**Selected excerpt:**

· · · · ·

# Ad Effectiveness: Analysis of Ad Interactivity and Location 

Github link: https://github.com/hjeffreywang/Ad-Effectiveness-Report

-----

#### =========================================================================================================================

# Work below

## **Scenario** 
We are given data from ad sites such as google and facebook, how can these metrics be used to create actionable insights for the rest of the teams? Done in presentation form for ease of process. 

## **Goal** 
ABCJewelry wishes to increase sales while also reducing ad costs. Our job is to find actionable insights to help with those decisions.


## **Key Tasks**  
1.   Data Acquisition and Exploration
2.   Feature Processing
3.   Data Analysis
4.   Data Engineering
5.   Visualization Development

## **Deliverables** 
1. How effective are our ads? (appearances, clicks, and Clicks/Appearance ratio)
2. Which ads are best? (Campaign, Site, Platform)
3. How long before ads become ineffective (# of appearances vs length of time)
4. Where are our audience? (Most campaigns, most appearances, most clicks)




---




## **Feature definitions**

*   **campaign_item_id** : unique id of each adevertising campaign
*   **no_of_days** : number of days campaign has been running
*   **time** : timestamp on which the data was captured
*   **ext_service_id** : id of each advertising platforms used
*   **ext_service_name** : name of each advertising platforms used
*   **creative_id** : id of the creative images used for ads
*   **creative_height** : height of the creative image for the ad in pixels
*   **creative_width** : width of the creative image for the ad in pixels
*   **search_tags** : search tags used for displaying ads
*   **template_id** : template used in the creative image
*   **landing_page** : landing page url on which users clicked or browsed through
*   **advertiser_id** : id of the advertiser
*  **advertiser_name** : name of the place of the advertiser ( city , country , state )
*  **network_id** : id of the each agency
*  **advertiser_currency** : currency of the country in which the advertiser operates in
*  **channel_id** : id of each channel used for placed ads
*  **channel_name** : name of the channel ( display , search , social , mobile video )

· · · · ·

**Data for this exercise:**
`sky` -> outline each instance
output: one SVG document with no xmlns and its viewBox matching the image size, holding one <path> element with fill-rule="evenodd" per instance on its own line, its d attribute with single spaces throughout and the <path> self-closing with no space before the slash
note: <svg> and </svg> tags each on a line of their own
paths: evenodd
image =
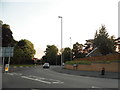
<svg viewBox="0 0 120 90">
<path fill-rule="evenodd" d="M 118 37 L 119 0 L 0 0 L 0 20 L 9 24 L 13 37 L 34 44 L 36 58 L 47 45 L 63 48 L 94 39 L 96 30 L 106 26 L 110 36 Z M 70 42 L 71 37 L 71 42 Z M 72 47 L 71 47 L 72 48 Z"/>
</svg>

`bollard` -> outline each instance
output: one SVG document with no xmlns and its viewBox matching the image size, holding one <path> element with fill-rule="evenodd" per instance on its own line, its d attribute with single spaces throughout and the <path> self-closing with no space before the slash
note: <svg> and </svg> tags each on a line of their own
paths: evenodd
<svg viewBox="0 0 120 90">
<path fill-rule="evenodd" d="M 101 70 L 101 75 L 105 75 L 105 68 L 104 67 Z"/>
</svg>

· · · · ·

**Given exercise 1:**
Update the ad effectiveness report, starting at the line that has "## **Key Tasks**" and ending after "and Clicks/Appearance ratio)", with "Feature Processing" replaced by "Feature Cleaning".
**Given exercise 2:**
Can you recast the two rows in Block 1 as a two-column CSV with the columns request and svg_output, one line per row? Put each row's request text and its SVG answer in a single quoted field, turn line breaks into spaces, and leave out the pictures.
The ad effectiveness report and the rows of Block 1 are unrelated material.

**Exercise result 1:**
## **Key Tasks**  
1.   Data Acquisition and Exploration
2.   Feature Cleaning
3.   Data Analysis
4.   Data Engineering
5.   Visualization Development

## **Deliverables** 
1. How effective are our ads? (appearances, clicks, and Clicks/Appearance ratio)

**Exercise result 2:**
request,svg_output
"`sky` -> outline each instance output: one SVG document with no xmlns and its viewBox matching the image size, holding one <path> element with fill-rule=""evenodd"" per instance on its own line, its d attribute with single spaces throughout and the <path> self-closing with no space before the slash note: <svg> and </svg> tags each on a line of their own paths: evenodd image =","<svg viewBox=""0 0 120 90""> <path fill-rule=""evenodd"" d=""M 118 37 L 119 0 L 0 0 L 0 20 L 9 24 L 13 37 L 34 44 L 36 58 L 47 45 L 63 48 L 94 39 L 96 30 L 106 26 L 110 36 Z M 70 42 L 71 37 L 71 42 Z M 72 47 L 71 47 L 72 48 Z""/> </svg>"
"`bollard` -> outline each instance output: one SVG document with no xmlns and its viewBox matching the image size, holding one <path> element with fill-rule=""evenodd"" per instance on its own line, its d attribute with single spaces throughout and the <path> self-closing with no space before the slash note: <svg> and </svg> tags each on a line of their own paths: evenodd","<svg viewBox=""0 0 120 90""> <path fill-rule=""evenodd"" d=""M 101 70 L 101 75 L 105 75 L 105 68 L 104 67 Z""/> </svg>"